====== Given text ======

MASERU – After 14 full months and numerous challenges brought about by, among others, the Covid-19 pandemic, harsh weather conditions and flooding on the Senqu River since January, the Lesotho Highlands Development Authority (LHDA) has completed the construction of two diversion tunnels at its Polihali dam site. LHDA, construction workers and representatives of the supervising engineers and contractors on Monday celebrated a significant milestone in the construction of Phase II of the Lesotho Highlands Water Project (LHWP) with the double breakthrough of the two diversion tunnels on August 16.
The tunnels, one 7m in diameter, the other 9m in diameter and both almost a kilometre long, were excavated by both the drill and blast methods and achieved the breakthrough on the same day and at almost the same time. “The breakthrough is a significant milestone for the team that has been tunneling on this project for the past 14 months. It celebrates progress achieved despite challenges such as the Covid-19 pandemic, harsh weather conditions, flooding on the Senqu River, which affected the construction site in January and other social challenges,” said the SCLC-JV contractor’s representative, Paolo Campanella.
The LHDA Phase II Contracts Manager, Thabo Hloele said the breakthrough marks the completion of 1 870 metres of the tunnel excavation and is a significant step in Phase II construction. Excavation inside the two Polihali diversion tunnels commenced in June 2020 and mostly advanced from the outlets. Completed work on the contract includes excavation of the portals and the in-situ reinforced concrete lining of inside walls of the two tunnels for approximately 35m from the entrance of both tunnels.
Ongoing work includes finalisation of construction of the concrete intake structure on the 9m diameter tunnel. Construction of the intake structure on the ancillary 7m diameter tunnel is almost complete. The remaining work, the LHDA says, includes invert concrete lining for the overall lengths in the tunnels and some minor surface work. “We are proud of the double breakthrough we celebrated on Monday. It has been a long and challenging journey to get here but we made it, thanks to the expertise and dedication of many people. For some of us, this is one of the biggest milestones of our careers, while for the young professionals, the project has provided an invaluable experience in tunneling,” said the resident engineer, Ntsoeleng Mohale.
The breakthrough, he said, is a long awaited event which marks the end of the critical stage of tunneling. Mohale is a product of the LHDA’s “on the job training” programme which jump-started engineering careers for young professionals during the first phase of the Lesotho Highlands Water Project. Understanding the value of his own experience underpins his passion for mentoring young engineers currently working on the diversion tunnels project under the LHWP Phase II Young Professionals Programme.

======

### Questions
1. List every person named in the article on the Polihali diversion tunnels, along with the role the article gives each one.
2. From the article on the Polihali diversion tunnels, reproduce the passage starting with "The tunnels, one" and going on through "representative, Paolo Campanella.".
3. According to the article on the Polihali diversion tunnels, when did excavation inside the two tunnels begin?

====== Supplied material ======

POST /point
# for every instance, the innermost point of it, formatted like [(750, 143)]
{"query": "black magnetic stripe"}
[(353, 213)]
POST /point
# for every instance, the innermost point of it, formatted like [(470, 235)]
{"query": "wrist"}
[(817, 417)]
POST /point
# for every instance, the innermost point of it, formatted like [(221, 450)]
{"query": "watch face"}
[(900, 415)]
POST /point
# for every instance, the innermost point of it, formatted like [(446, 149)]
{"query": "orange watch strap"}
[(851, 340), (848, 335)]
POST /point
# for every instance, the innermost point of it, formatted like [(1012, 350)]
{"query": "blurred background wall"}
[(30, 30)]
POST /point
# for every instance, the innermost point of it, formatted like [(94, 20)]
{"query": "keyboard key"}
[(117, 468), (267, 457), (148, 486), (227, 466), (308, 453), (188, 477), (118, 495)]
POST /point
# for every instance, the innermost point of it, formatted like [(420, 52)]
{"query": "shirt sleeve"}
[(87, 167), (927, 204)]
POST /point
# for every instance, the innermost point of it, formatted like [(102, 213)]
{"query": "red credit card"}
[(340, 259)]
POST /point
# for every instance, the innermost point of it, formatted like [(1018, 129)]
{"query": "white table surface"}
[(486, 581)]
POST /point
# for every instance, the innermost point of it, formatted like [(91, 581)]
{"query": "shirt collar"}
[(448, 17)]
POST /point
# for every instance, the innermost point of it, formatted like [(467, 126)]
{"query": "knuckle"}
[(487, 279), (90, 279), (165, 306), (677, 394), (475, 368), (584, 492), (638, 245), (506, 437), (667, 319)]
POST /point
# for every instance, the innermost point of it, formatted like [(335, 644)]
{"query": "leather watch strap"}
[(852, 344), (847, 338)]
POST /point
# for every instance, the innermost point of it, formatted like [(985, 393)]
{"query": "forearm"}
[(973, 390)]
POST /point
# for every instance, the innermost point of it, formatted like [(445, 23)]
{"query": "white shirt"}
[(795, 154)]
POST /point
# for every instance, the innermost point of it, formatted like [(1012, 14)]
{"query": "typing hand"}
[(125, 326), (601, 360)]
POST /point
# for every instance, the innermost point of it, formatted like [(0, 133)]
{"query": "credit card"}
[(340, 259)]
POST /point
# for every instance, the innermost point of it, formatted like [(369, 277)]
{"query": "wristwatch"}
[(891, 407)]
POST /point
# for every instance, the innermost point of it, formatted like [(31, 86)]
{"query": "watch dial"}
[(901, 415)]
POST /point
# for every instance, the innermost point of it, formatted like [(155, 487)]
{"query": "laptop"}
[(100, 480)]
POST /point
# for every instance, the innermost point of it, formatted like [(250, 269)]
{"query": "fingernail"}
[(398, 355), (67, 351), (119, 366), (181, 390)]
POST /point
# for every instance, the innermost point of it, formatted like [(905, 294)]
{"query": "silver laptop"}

======

### List of answers
1.
- Paolo Campanella, the SCLC-JV contractor's representative
- Thabo Hloele, the LHDA Phase II Contracts Manager
- Ntsoeleng Mohale, the resident engineer

2.
The tunnels, one 7m in diameter, the other 9m in diameter and both almost a kilometre long, were excavated by both the drill and blast methods and achieved the breakthrough on the same day and at almost the same time. “The breakthrough is a significant milestone for the team that has been tunneling on this project for the past 14 months. It celebrates progress achieved despite challenges such as the Covid-19 pandemic, harsh weather conditions, flooding on the Senqu River, which affected the construction site in January and other social challenges,” said the SCLC-JV contractor’s representative, Paolo Campanella.

3. June 2020